'''

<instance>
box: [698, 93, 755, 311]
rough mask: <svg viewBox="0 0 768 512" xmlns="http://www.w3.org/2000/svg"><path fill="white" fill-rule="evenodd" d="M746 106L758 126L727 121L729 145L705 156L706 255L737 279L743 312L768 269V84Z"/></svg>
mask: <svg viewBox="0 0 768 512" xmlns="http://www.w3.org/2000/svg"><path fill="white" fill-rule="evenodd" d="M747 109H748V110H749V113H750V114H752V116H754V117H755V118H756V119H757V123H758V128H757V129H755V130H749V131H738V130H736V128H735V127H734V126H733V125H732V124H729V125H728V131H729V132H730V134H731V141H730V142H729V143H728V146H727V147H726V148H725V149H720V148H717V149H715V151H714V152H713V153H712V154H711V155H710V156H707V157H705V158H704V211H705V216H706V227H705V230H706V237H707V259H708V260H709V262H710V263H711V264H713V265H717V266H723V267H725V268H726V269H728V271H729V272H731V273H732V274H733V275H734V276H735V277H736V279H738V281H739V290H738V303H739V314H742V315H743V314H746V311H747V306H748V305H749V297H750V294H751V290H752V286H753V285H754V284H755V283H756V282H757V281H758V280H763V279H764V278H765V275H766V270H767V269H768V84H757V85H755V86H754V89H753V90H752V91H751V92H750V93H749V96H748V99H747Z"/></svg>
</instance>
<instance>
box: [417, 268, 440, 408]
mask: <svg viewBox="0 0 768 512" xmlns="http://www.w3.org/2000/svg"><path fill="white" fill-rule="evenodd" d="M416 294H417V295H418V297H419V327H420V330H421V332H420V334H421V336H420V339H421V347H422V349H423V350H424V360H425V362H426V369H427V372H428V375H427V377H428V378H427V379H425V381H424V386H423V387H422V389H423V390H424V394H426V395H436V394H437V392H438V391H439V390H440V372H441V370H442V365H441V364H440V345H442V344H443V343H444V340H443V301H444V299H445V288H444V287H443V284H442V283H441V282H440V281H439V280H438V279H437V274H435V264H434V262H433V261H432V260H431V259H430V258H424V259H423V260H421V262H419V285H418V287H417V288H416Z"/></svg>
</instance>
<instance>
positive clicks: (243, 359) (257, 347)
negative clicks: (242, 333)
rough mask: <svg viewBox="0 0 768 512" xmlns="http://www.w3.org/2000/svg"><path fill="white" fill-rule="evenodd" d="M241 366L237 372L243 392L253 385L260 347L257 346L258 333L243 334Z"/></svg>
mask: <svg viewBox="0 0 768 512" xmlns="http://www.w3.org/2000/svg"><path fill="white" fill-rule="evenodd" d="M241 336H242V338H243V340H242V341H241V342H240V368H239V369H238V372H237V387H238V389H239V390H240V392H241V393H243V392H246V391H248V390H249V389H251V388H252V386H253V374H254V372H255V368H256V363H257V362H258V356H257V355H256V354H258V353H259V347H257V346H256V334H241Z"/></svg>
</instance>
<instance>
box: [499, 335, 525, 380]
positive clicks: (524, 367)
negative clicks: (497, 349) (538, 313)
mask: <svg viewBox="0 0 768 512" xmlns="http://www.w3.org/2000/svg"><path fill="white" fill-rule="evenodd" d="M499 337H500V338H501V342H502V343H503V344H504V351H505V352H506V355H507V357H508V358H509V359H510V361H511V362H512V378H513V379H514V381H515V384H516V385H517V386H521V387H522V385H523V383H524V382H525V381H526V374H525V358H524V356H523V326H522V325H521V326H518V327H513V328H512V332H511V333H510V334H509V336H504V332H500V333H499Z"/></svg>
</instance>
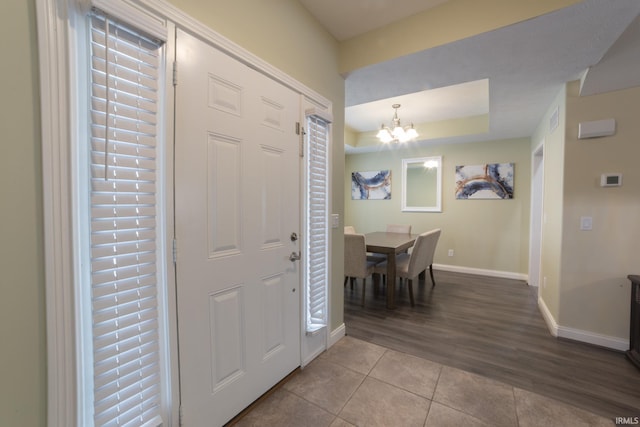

'''

Task instructions: Which lines in the records above contain the string "rough"? Copy out each such line, counting a match only when the letter case agrees.

Answer to this task:
rough mask: <svg viewBox="0 0 768 512" xmlns="http://www.w3.org/2000/svg"><path fill="white" fill-rule="evenodd" d="M746 106L758 126L727 121L729 145L705 156L706 255L737 279L743 312L768 269V84Z"/></svg>
rough mask: <svg viewBox="0 0 768 512" xmlns="http://www.w3.org/2000/svg"><path fill="white" fill-rule="evenodd" d="M241 366L237 372L243 392L253 385L260 347L257 346L258 333L243 334Z"/></svg>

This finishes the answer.